**TASK REQUIREMENTS:**
(1) According to the commentary on Ann Coulter's abortion stance, how many years have we had to learn how liberals apply abortion-metrics without an objective standard?
(2) Write out the stretch of the commentary on Ann Coulter's abortion stance from "Which astonishes me" through "against her will.".

Ann Coulter surely knows the pro-life bright line well; she relies on it to gauge, correctly, that the child of a rapist is “every bit as much a life as an unborn child that is not the product of rape.” But she inexplicably abandons the sacred line for another one for “drawing gradations along,” the same kind of ruler the liberals use. And when you use their ruler, you have to use their rules.
Accordingly, this week of all weeks, we have our pro-life heroine arguing that “[t]he overwhelming majority of people -- including me -- are going to say the law shouldn’t force someone who has been raped to carry the child.”
Which astonishes me for this reason: I can’t find any difference between this statement of hers and the same old pro-abortion lecture we’ve heard for years that the law shouldn’t force anyone who is pregnant with any unwanted baby to carry the child. The demonic genius by which pro-abortion doctrine was repackaged as “pro-choice” -- i.e., the pretense of personally regretting abortions while not wanting to “impose one’s beliefs on others” – has empowered decades of successful redefinitions of every imaginable restriction on abortion, even laws to merely insure a woman is making an informed decision, as “forcing” a woman to bear a child against her will.
Oddly, we know Ann Coulter doesn’t believe that laws restricting most abortions are impermissible force. She says right in this week’s article that, rape being the exception, “abortion should be illegal in most other cases.” But she never explains how she distinguishes between a legally impermissible killing in most other cases and one we’re insane if we don’t accept as legally permissible (and I presume morally permissible) in the case of rape. What objective standard enables her to determine that, for lack of meeting a minimum criterion of grief and unhappiness, a different mother’s decision to abort her child must be prohibited by law? The only measurable criterion she’s described is, in cases of conception of a child by rape, there’s a higher degree of tragedy and suffering involved for the mother.
We’ve had forty years to learn just how liberals apply abortion-metrics without an objective standard: grant liberals their argument that a mile of trouble entitles this woman to destroy her unborn child, and they’ll insist that only a half inch of trouble entitles that woman to the same thing. If not, why not? That’s where drawing gradations on a line gets us in this fight.
No one on our side is denying the measure of tragedy implied in a pregnancy caused by rape. From what I’ve read of it, neither Akin nor Mourdock ever intended to deny, nor did deny, any such thing. Both men were caught short trying to ad lib debate answers when they stepped in an ethical quicksand that, frankly, only the most morally shallow person could have attempted to cross without sinking. If anything got the two of them off balance, it was their own logical consistency. Didn’t they both hold Ann’s own opinion that the child of a rapist is “every bit as much a life as an unborn child that is not the product of rape”? Ergo . . .
The difference is, they wrestled with the logic of it under pressure and very publicly stumbled, while she has, at her leisure, now thrown logic aside in favor of a sliding scale of pathos.

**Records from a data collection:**
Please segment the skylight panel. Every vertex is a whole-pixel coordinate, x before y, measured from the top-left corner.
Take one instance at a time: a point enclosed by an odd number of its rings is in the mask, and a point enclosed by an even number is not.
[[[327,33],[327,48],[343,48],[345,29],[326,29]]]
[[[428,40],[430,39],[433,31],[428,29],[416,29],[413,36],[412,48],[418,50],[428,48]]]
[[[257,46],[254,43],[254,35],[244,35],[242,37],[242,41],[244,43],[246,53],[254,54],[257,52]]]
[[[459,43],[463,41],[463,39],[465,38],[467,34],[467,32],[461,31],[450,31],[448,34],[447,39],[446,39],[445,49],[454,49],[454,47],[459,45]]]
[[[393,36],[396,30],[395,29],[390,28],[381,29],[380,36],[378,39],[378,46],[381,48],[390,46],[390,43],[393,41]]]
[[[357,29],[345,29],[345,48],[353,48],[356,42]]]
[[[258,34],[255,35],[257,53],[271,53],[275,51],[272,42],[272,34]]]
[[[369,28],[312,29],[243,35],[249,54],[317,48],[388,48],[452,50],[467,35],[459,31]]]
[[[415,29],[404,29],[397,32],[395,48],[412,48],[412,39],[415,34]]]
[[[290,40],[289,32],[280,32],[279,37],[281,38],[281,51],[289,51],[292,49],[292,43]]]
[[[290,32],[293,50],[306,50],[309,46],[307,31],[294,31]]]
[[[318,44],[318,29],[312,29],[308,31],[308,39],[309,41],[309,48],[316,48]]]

**EXERCISE RESPONSES:**
(1) Forty years.

(2)
Which astonishes me for this reason: I can’t find any difference between this statement of hers and the same old pro-abortion lecture we’ve heard for years that the law shouldn’t force anyone who is pregnant with any unwanted baby to carry the child. The demonic genius by which pro-abortion doctrine was repackaged as “pro-choice” -- i.e., the pretense of personally regretting abortions while not wanting to “impose one’s beliefs on others” – has empowered decades of successful redefinitions of every imaginable restriction on abortion, even laws to merely insure a woman is making an informed decision, as “forcing” a woman to bear a child against her will.